[PROBLEM SET]
1. What is the Spanish translation of this sentence from the passage on reaching young vehicle shoppers online: "There is a name for this new phenomenon: The clip culture."
2. In the passage on reaching young vehicle shoppers online, what position does Brian Page hold?
3. Carry on the passage on reaching young vehicle shoppers online, starting after its final sentence.

──────── GIVEN PASSAGE

The MySpace/iPod/Text/Blackberry/YouTube generation gets information from a myriad of sources, all originating from the Internet.
“And it’s all about what type of information they want, and when they want it,” says Brian Page, general manager of Dealer Data Services.
He recommends that dealers interested in selling to these young consumers maintain an Internet presence that draws their attention.
One way to do that is with rich content.
“The explosive growth of YouTube took even the most experienced of Internet pundits by surprise,” says Page. “The next generation now spends more time watching videos online than on TV.”
There is a name for this new phenomenon: The clip culture.
“In addition to vehicle specs and photos, vehicle videos are a great way to attract shoppers who would rather be engaged in the process and kick a virtual tire than a real one,” Page says.
It also helps if website content informs and provides a means for interactive communication. Page says it’s a question of “pulling in” the consumer as opposed to “pushing out” a marketing message, such as “Come down to Joe Brown’stoday!”

────────────────
──────── GIVEN DATA

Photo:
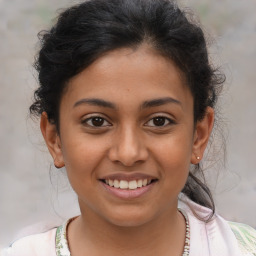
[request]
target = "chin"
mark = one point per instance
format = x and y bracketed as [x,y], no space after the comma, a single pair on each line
[129,218]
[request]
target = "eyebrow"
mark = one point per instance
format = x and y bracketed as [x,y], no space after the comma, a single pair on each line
[96,102]
[145,104]
[159,102]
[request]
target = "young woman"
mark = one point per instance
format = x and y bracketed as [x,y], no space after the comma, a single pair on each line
[126,101]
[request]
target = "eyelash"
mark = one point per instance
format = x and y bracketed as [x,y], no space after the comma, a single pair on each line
[90,119]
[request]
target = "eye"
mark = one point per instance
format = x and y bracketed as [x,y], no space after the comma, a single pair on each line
[96,121]
[159,121]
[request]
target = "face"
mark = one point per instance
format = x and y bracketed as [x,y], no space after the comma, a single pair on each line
[127,136]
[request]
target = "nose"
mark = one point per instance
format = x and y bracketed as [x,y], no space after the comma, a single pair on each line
[128,147]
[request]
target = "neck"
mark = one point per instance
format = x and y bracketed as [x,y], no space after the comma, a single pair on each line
[92,234]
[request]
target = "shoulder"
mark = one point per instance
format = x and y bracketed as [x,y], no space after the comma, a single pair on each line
[34,245]
[246,237]
[217,236]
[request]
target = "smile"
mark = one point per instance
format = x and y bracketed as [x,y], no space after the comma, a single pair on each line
[128,185]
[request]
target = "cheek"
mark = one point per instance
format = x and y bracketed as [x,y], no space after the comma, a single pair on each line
[173,155]
[82,155]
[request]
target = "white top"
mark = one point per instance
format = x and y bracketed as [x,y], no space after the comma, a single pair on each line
[215,238]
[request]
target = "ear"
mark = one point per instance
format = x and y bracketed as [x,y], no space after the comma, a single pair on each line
[202,134]
[52,140]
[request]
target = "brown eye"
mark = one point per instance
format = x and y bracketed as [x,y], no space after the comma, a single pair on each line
[159,121]
[96,121]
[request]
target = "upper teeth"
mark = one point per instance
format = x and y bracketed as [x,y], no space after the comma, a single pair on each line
[124,184]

────────────────

[ANSWERS PROVIDED]
1. Este nuevo fenómeno tiene un nombre: la cultura del clip.

2. He is general manager of Dealer Data Services.

3.
“Additionally, having actual photos of a vehicle, as opposed to stock photos, or at the very least, accurate colors on stock photos, increases the odds that a savvy consumer will click through to learn more about the vehicle,” he says.
To create a positive online experience for this new generation, dealers must realize what many young shoppers are like and how they gather car-shopping information.
“Impatience with outdated or inaccurate information; the ability to navigate the Internet swiftly and thoroughly to find exactly what they are seeking; and short attention spans are qualities of this growing user group,” Page says.
“To meet these shoppers’ needs, it becomes critical for dealers to keep inventory accurate and up-to-date, to have inventory listed on as many web sites as possible, and to provide rich, informative content that will attract and hold attention.”